* WHAT IS EXPECTED
Write out each of the items below word for word, leaving out the pictures.
★ ★ ★ ★ ★ ★ ★
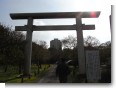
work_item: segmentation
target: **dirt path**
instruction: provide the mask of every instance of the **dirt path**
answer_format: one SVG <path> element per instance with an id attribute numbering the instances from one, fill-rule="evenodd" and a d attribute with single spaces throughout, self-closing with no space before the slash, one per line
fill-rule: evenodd
<path id="1" fill-rule="evenodd" d="M 38 83 L 59 83 L 58 78 L 55 75 L 56 65 L 52 65 L 49 71 L 42 77 Z"/>

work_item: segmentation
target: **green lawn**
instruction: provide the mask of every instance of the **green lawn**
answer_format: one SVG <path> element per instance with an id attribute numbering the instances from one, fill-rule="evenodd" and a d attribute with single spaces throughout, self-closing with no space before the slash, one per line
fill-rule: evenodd
<path id="1" fill-rule="evenodd" d="M 48 69 L 48 65 L 42 65 L 42 68 L 39 70 L 39 74 L 37 73 L 37 66 L 31 66 L 31 78 L 23 78 L 24 83 L 36 83 L 42 75 Z M 7 72 L 3 72 L 4 69 L 0 68 L 0 82 L 5 83 L 21 83 L 21 78 L 16 78 L 18 75 L 18 68 L 17 67 L 9 67 Z M 36 72 L 36 75 L 34 74 Z"/>

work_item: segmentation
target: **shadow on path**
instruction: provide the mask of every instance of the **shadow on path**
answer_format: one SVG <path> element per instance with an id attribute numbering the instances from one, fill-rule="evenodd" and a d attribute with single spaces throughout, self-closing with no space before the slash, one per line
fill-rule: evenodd
<path id="1" fill-rule="evenodd" d="M 56 65 L 52 65 L 48 72 L 38 81 L 38 83 L 59 83 L 55 74 Z"/>

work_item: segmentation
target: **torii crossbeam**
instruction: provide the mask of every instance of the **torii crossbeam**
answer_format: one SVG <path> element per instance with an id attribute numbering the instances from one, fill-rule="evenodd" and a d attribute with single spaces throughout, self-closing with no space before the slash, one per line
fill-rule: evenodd
<path id="1" fill-rule="evenodd" d="M 32 52 L 32 32 L 33 31 L 49 31 L 49 30 L 76 30 L 77 42 L 78 42 L 78 61 L 79 61 L 79 73 L 85 74 L 85 55 L 83 44 L 83 32 L 82 30 L 95 29 L 94 25 L 82 24 L 81 18 L 96 18 L 99 17 L 100 12 L 52 12 L 52 13 L 11 13 L 10 17 L 14 20 L 27 19 L 26 26 L 16 26 L 16 31 L 27 31 L 26 36 L 26 50 L 25 50 L 25 68 L 24 74 L 29 75 L 31 73 L 31 52 Z M 57 19 L 57 18 L 76 18 L 76 25 L 56 25 L 56 26 L 34 26 L 33 19 Z"/>

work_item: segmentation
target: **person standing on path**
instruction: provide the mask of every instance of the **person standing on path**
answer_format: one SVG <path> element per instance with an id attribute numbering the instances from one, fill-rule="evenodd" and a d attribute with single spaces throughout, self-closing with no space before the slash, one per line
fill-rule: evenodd
<path id="1" fill-rule="evenodd" d="M 70 73 L 68 65 L 65 63 L 65 60 L 62 58 L 56 67 L 56 76 L 59 77 L 60 83 L 66 83 L 67 77 Z"/>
★ ★ ★ ★ ★ ★ ★
* FINAL RESULT
work_item: segmentation
target: **dirt path**
instruction: provide the mask of every instance of the **dirt path**
answer_format: one SVG <path> element per instance with an id attribute numbering the instances from one, fill-rule="evenodd" and a d attribute with single spaces throughout, self-closing with no space before the slash, one per line
fill-rule: evenodd
<path id="1" fill-rule="evenodd" d="M 38 83 L 59 83 L 58 78 L 55 75 L 56 65 L 52 65 L 49 71 L 42 77 Z"/>

work_item: segmentation
target: **green lawn**
instruction: provide the mask of every instance of the **green lawn**
answer_format: one SVG <path> element per instance with an id attribute numbering the instances from one, fill-rule="evenodd" and a d attribute with single spaces throughout, self-closing with no space before the slash, one per line
fill-rule: evenodd
<path id="1" fill-rule="evenodd" d="M 48 69 L 48 65 L 42 65 L 42 68 L 39 70 L 39 74 L 37 73 L 37 66 L 31 66 L 31 78 L 23 78 L 24 83 L 36 83 L 42 75 Z M 7 72 L 3 72 L 4 69 L 0 68 L 0 82 L 5 83 L 21 83 L 21 78 L 16 78 L 18 75 L 18 68 L 17 67 L 9 67 Z M 36 72 L 36 75 L 34 74 Z"/>

work_item: segmentation
target: **shadow on path**
instruction: provide the mask of every instance of the **shadow on path**
answer_format: one SVG <path> element per instance with an id attribute numbering the instances from one, fill-rule="evenodd" and a d attribute with single spaces throughout, self-closing with no space before the slash, one per line
fill-rule: evenodd
<path id="1" fill-rule="evenodd" d="M 56 65 L 52 65 L 48 72 L 38 81 L 38 83 L 59 83 L 55 74 Z"/>

work_item: segmentation
target: **torii crossbeam**
instruction: provide the mask of every instance of the **torii crossbeam**
answer_format: one SVG <path> element per instance with an id attribute numbering the instances from one, fill-rule="evenodd" and a d attribute with single spaces throughout, self-closing with no space before the slash, one per line
fill-rule: evenodd
<path id="1" fill-rule="evenodd" d="M 32 52 L 32 32 L 33 31 L 49 31 L 49 30 L 76 30 L 77 42 L 78 42 L 78 61 L 79 61 L 79 73 L 85 74 L 85 55 L 83 44 L 83 32 L 82 30 L 95 29 L 94 25 L 82 24 L 81 18 L 96 18 L 99 17 L 100 12 L 52 12 L 52 13 L 11 13 L 10 17 L 14 20 L 27 19 L 26 26 L 16 26 L 16 31 L 27 31 L 26 36 L 26 50 L 25 50 L 25 68 L 24 74 L 29 75 L 31 73 L 31 52 Z M 57 19 L 57 18 L 76 18 L 76 25 L 56 25 L 56 26 L 34 26 L 33 19 Z"/>

work_item: segmentation
target: **person standing on path**
instruction: provide the mask of every instance of the **person standing on path**
answer_format: one SVG <path> element per instance with an id attribute numbering the instances from one, fill-rule="evenodd" and a d attribute with single spaces throughout, self-closing with no space before the slash, one per line
fill-rule: evenodd
<path id="1" fill-rule="evenodd" d="M 70 73 L 68 65 L 65 63 L 65 60 L 62 58 L 56 67 L 56 76 L 59 77 L 60 83 L 66 83 L 67 77 Z"/>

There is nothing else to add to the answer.